TAREFAS:
- 1) Segundo o excerto do documento, quantas vezes foi Mário Soares preso?
- 2) Redimensione os registos e reescreva na íntegra as linhas que começam na que contém "[segment] girl's arm" e seguem até à que contém "M 25 128 L 25", ambas incluídas, e apenas essas. Multiplique por 1,95 cada coordenada das respostas e arredonde-a ao número inteiro, com as metades arredondadas para cima.

EXCERTO DO DOCUMENTO:
- - - - -

O dia inicial inteiro e limpo

Onde emergimos da noite e do silêncio

E livres habitamos a substância do tempo."

As palavras são de Sophia Mello Breyner e fazem parte de um dos poemas de referência ao 25 de Abril. Acontecimento que se funde com a biografia de Mário Soares, associação imediata e paralela a outras. Também Soares emergiu do "silêncio" do exílio, chegando a Portugal três dias depois do dia maior da Liberdade em Portugal, o "comboio da Liberdade", assim ficou conhecido o eufórico comboio que devolveu Soares, Maria Barroso (sua mulher) e muitos outros ao país que então começava a ver horizontes maiores. Novamente em Portugal, Soares e tantos outros, puderam ser "livres e habitar a substância do tempo". O exílio terminava e era tempo de construir um Portugal melhor, sobretudo, um país de Liberdade e Progresso.


Mário Alberto Lopes Nobre Soares, nome maior da Democracia Portuguesa, figura ímpar e única da Política. Um Político no mais puro dos sentidos, um verdadeiro animal político dizem muitos. Viveu sempre para a política, respirava política e por ela foi preso 12 vezes, perfazendo um total de três anos de cadeia, deportado sem direito a julgamento para a ilha de São Tomé, em 1968, e exilado em França, em 1970. 7 de dezembro 1924, o dia em nasce, até 7 de janeiro de 2017, dia em que morre. 92 anos de vida, dois dias, dois anos, uma vida, uma existência imortal. Visto por muitos como o Churchill português ou comparado a Roosevelt ou De Gaulle, Soares não dirigiu Portugal em tempo de guerra, mas travou em conjunto com outros tantos, uma das maiores batalhas de Portugal, a da conquista pela Liberdade. Nasceu dois anos antes do golpe militar de 1926 e viveu uma vida inteira no subjugo da negra e cinzenta ditadura que atirou Portugal para anos de atraso e humilhação. Um país subjugado às mãos de um vil homem, tacanho, de mentalidade pequena, pacóvio e rude, um país que contracenava com a viva figura do homem que amava a Liberdade, era sempre a Liberdade e que tal como tantos outros, o homem que viveu inteiramente comprometido com as suas causas.

- - - - -

(Registos de dados guardados)
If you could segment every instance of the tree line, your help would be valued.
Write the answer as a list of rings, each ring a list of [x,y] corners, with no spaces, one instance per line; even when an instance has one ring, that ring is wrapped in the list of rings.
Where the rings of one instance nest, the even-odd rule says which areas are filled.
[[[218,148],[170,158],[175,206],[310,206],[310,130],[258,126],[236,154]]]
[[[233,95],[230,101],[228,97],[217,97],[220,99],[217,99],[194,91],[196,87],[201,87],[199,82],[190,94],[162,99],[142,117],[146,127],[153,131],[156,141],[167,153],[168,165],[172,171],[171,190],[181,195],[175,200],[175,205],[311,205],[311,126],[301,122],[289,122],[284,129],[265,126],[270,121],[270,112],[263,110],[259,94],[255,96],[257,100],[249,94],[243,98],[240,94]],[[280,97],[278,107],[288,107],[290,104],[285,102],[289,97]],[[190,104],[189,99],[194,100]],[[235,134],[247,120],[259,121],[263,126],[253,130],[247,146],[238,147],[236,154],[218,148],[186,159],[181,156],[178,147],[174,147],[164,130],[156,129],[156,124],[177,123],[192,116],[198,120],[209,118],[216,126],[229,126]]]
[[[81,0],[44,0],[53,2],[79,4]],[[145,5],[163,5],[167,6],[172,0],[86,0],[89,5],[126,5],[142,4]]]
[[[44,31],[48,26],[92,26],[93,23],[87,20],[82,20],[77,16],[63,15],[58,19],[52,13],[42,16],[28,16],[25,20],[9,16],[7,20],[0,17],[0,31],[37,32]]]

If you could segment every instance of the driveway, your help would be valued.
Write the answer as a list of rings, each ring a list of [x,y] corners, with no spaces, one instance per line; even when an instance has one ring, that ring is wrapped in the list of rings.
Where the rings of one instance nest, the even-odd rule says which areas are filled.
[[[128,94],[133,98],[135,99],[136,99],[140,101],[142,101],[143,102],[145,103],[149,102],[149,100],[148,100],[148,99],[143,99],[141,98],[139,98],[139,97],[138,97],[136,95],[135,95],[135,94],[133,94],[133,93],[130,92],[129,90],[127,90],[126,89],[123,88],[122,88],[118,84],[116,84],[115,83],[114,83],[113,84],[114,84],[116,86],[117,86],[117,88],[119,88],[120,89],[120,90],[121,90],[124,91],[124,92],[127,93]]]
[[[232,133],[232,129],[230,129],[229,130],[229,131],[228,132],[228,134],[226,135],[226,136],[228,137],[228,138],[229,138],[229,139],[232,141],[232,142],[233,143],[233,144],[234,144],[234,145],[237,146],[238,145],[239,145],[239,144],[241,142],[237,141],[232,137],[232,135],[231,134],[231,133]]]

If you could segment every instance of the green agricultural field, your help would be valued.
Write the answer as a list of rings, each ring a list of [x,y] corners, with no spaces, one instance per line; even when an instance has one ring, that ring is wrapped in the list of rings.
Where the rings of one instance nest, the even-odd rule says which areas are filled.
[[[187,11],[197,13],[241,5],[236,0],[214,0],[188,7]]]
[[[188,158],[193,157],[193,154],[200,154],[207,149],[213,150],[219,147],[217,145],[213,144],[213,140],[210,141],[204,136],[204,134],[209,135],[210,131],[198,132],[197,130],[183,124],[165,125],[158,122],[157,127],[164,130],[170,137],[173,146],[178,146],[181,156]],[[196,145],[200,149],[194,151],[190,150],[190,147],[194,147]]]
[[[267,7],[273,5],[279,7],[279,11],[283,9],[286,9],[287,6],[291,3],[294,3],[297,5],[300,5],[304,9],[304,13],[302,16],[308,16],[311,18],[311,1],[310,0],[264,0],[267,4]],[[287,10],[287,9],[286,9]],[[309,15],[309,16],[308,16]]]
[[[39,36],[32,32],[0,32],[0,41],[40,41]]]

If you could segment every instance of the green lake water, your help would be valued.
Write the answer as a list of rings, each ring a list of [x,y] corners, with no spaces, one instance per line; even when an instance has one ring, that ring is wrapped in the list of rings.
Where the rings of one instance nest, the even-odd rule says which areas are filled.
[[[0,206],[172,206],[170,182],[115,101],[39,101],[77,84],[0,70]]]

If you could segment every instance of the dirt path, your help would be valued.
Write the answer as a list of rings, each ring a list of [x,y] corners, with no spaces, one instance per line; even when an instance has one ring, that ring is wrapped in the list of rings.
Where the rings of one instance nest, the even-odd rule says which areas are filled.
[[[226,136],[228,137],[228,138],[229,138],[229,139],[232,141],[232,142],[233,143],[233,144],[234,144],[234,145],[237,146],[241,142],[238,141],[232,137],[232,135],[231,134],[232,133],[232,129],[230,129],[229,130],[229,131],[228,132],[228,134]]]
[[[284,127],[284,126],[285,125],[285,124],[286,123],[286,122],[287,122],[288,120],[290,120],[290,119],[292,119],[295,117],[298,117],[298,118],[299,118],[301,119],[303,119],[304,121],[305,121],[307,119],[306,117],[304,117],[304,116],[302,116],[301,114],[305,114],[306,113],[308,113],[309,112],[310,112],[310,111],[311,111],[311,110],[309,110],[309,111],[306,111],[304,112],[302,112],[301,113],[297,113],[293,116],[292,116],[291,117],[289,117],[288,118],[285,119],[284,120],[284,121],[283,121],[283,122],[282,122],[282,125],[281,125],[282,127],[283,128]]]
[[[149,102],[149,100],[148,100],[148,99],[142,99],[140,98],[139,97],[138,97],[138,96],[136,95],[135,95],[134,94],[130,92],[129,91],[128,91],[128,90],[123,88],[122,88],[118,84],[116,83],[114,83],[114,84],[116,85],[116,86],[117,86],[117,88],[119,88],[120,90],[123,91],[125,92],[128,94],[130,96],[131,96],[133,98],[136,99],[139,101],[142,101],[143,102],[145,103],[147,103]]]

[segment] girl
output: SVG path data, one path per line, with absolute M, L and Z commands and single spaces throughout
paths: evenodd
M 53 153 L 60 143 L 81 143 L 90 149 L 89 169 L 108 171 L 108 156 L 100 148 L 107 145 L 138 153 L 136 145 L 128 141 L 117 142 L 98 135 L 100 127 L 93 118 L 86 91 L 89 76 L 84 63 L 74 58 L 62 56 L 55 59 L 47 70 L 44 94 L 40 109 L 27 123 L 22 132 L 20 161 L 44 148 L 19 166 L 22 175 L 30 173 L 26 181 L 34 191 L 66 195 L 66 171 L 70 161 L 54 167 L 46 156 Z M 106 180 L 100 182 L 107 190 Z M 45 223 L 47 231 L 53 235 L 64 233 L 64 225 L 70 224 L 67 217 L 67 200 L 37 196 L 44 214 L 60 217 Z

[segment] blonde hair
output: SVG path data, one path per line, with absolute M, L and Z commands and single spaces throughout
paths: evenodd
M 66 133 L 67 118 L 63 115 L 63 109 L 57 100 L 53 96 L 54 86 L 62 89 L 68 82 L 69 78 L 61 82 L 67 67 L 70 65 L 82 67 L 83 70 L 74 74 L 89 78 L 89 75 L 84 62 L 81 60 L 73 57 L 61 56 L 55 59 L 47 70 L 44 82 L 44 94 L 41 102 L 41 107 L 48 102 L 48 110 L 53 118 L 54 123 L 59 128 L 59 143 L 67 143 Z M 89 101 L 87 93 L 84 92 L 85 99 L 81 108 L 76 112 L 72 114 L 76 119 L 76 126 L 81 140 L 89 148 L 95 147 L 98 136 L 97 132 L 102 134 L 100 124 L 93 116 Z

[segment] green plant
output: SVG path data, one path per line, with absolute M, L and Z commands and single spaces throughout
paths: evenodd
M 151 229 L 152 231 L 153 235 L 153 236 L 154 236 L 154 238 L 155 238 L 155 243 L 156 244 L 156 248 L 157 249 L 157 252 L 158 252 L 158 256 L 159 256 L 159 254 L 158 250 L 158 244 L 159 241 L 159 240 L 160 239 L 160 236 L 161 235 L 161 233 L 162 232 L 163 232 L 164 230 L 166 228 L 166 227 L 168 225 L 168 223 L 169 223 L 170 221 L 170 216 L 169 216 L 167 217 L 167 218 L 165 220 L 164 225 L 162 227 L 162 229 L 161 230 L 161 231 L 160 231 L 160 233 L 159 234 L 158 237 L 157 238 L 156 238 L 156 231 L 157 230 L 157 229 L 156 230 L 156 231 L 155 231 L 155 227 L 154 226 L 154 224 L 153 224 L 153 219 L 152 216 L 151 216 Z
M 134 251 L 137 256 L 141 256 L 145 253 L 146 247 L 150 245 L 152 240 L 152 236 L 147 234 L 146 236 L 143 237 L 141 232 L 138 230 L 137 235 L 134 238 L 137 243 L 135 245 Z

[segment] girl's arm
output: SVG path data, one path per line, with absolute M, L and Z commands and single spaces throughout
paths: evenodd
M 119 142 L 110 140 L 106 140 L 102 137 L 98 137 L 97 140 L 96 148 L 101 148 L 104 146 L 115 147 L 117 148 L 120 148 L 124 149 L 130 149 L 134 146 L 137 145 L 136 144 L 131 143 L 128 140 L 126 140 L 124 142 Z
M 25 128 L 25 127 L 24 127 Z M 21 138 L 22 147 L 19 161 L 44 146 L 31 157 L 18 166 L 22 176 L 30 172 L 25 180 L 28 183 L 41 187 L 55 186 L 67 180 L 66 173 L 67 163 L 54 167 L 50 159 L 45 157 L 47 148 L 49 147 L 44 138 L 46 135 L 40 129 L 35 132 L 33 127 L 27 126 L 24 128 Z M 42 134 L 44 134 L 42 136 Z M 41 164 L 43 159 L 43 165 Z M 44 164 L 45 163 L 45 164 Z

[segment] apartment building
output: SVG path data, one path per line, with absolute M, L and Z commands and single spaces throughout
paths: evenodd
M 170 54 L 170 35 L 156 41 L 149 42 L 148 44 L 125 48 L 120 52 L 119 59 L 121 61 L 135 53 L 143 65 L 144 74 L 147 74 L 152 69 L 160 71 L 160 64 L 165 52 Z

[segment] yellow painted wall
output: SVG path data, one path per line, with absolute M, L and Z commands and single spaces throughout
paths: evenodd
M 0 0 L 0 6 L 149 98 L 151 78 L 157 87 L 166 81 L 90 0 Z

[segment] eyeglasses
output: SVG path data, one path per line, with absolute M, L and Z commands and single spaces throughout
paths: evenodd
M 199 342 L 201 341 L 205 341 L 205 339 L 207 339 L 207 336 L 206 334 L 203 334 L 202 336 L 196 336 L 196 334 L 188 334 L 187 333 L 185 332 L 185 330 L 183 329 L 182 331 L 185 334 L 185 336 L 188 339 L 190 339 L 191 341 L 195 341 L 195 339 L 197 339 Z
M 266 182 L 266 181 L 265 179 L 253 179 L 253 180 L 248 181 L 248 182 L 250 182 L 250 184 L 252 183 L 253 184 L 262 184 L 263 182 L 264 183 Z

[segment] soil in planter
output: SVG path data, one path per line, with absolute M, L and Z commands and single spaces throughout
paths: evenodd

- - - - -

RESPOSTAS POR TAREFA:
- 1) Foi preso 12 vezes.

- 2)
[segment] girl's arm
output: SVG path data, one path per line, with absolute M, L and Z commands and single spaces throughout
paths: evenodd
M 232 277 L 215 273 L 207 273 L 199 267 L 191 267 L 189 273 L 187 289 L 197 289 L 203 285 L 224 287 L 228 289 L 234 289 L 242 291 L 254 291 L 261 285 L 267 283 L 265 281 L 255 279 L 250 273 L 246 273 L 242 277 Z
M 49 250 L 49 248 L 47 248 Z M 41 269 L 43 287 L 37 314 L 86 285 L 60 306 L 35 324 L 43 343 L 59 335 L 49 351 L 55 357 L 80 365 L 107 363 L 131 351 L 129 337 L 131 318 L 105 326 L 98 310 L 88 306 L 92 289 L 96 287 L 86 269 L 90 263 L 78 252 L 68 257 L 64 248 L 53 246 L 47 250 Z M 82 261 L 86 261 L 82 265 Z M 80 320 L 84 310 L 84 322 Z M 86 320 L 88 318 L 88 320 Z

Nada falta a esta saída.